**TASK TO CARRY OUT**
Copy out all of the data below word for word, keeping every line unchanged.

**GIVEN INFORMATION**

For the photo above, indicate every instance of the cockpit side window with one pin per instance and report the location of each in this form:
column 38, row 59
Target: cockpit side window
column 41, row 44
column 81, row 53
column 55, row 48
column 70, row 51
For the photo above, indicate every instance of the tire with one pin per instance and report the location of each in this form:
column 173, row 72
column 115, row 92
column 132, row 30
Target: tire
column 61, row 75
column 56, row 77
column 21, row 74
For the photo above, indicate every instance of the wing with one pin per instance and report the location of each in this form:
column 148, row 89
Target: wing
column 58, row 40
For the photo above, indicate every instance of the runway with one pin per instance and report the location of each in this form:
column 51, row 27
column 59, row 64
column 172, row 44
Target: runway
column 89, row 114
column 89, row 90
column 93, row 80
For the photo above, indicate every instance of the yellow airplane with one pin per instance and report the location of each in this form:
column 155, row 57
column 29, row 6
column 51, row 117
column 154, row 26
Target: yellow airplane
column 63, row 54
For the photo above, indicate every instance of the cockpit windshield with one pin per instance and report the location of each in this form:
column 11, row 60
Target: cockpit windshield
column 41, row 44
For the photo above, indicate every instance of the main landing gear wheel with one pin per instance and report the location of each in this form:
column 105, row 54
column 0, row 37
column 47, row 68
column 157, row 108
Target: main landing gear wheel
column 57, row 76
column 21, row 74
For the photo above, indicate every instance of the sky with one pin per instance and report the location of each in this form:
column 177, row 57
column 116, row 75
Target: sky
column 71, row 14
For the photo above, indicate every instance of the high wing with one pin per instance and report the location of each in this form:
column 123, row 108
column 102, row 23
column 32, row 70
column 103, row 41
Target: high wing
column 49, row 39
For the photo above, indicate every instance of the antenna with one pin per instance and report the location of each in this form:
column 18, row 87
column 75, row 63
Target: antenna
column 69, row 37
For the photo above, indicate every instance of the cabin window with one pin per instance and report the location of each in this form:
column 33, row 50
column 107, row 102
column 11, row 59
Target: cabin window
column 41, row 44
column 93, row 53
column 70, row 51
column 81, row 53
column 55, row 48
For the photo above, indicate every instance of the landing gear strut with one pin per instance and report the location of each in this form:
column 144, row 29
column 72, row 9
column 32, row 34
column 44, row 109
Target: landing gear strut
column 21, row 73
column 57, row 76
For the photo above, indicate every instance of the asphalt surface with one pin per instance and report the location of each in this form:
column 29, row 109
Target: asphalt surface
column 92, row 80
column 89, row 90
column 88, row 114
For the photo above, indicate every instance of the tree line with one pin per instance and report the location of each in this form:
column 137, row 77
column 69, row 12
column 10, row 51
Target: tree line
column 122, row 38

**WORKED ANSWER**
For the photo above, indicate every instance of the cockpit side window with one pin per instance and report the location of each in this form:
column 38, row 59
Target: cockpit side window
column 41, row 44
column 81, row 53
column 55, row 48
column 70, row 51
For the photo above, indicate every instance of the tire with one pin per instance and report the location of each in this form:
column 173, row 72
column 115, row 92
column 132, row 30
Target: tire
column 61, row 75
column 56, row 77
column 21, row 74
For the photo above, indicate every instance of the wing with one pin per instance and report the location of each in this form:
column 148, row 89
Target: wing
column 58, row 40
For the photo above, indicate every instance of the runway with one pin per instance and report the location of each in this form:
column 51, row 27
column 59, row 64
column 172, row 44
Target: runway
column 89, row 114
column 89, row 90
column 93, row 80
For the photo above, indicate every instance of the yellow airplane with one pin per instance and report the location of each in this form:
column 155, row 57
column 29, row 6
column 51, row 117
column 154, row 26
Target: yellow airplane
column 63, row 54
For the photo above, indicate every instance of the cockpit windshield with one pin per instance and report the location of each in this form:
column 11, row 60
Target: cockpit windshield
column 41, row 44
For the photo above, indicate every instance of the main landing gear wheel with one pin per instance and report the location of each in this form:
column 105, row 54
column 0, row 37
column 47, row 68
column 157, row 108
Target: main landing gear wheel
column 57, row 76
column 21, row 74
For the photo above, indicate every instance of the sky with one pin per instance and report the location of each in this form:
column 177, row 57
column 116, row 75
Target: sky
column 71, row 14
For the photo above, indicate every instance of the high wing with one pin per instance and report the location of each in this form:
column 123, row 108
column 102, row 23
column 32, row 70
column 103, row 41
Target: high wing
column 49, row 39
For the photo above, indicate every instance of the antenna with one pin per instance and report the location of each in this form:
column 18, row 87
column 75, row 63
Target: antenna
column 69, row 37
For the photo above, indicate every instance of the cabin window with one pin per instance and report the location of each in this form:
column 33, row 50
column 107, row 102
column 11, row 59
Target: cabin window
column 41, row 44
column 93, row 53
column 70, row 51
column 81, row 53
column 55, row 48
For the photo above, indicate every instance of the landing gear strut with one pin per instance and report the location of each in this form:
column 144, row 29
column 72, row 9
column 32, row 34
column 44, row 109
Target: landing gear strut
column 21, row 73
column 57, row 76
For the photo above, indicate every instance of the asphalt surface with one pin per instance and report the location of each in this form:
column 29, row 109
Target: asphalt surface
column 92, row 80
column 89, row 90
column 88, row 114
For the photo above, indicate every instance of the tree line with one pin per instance and report the location of each in this form:
column 137, row 77
column 69, row 12
column 10, row 51
Target: tree line
column 122, row 38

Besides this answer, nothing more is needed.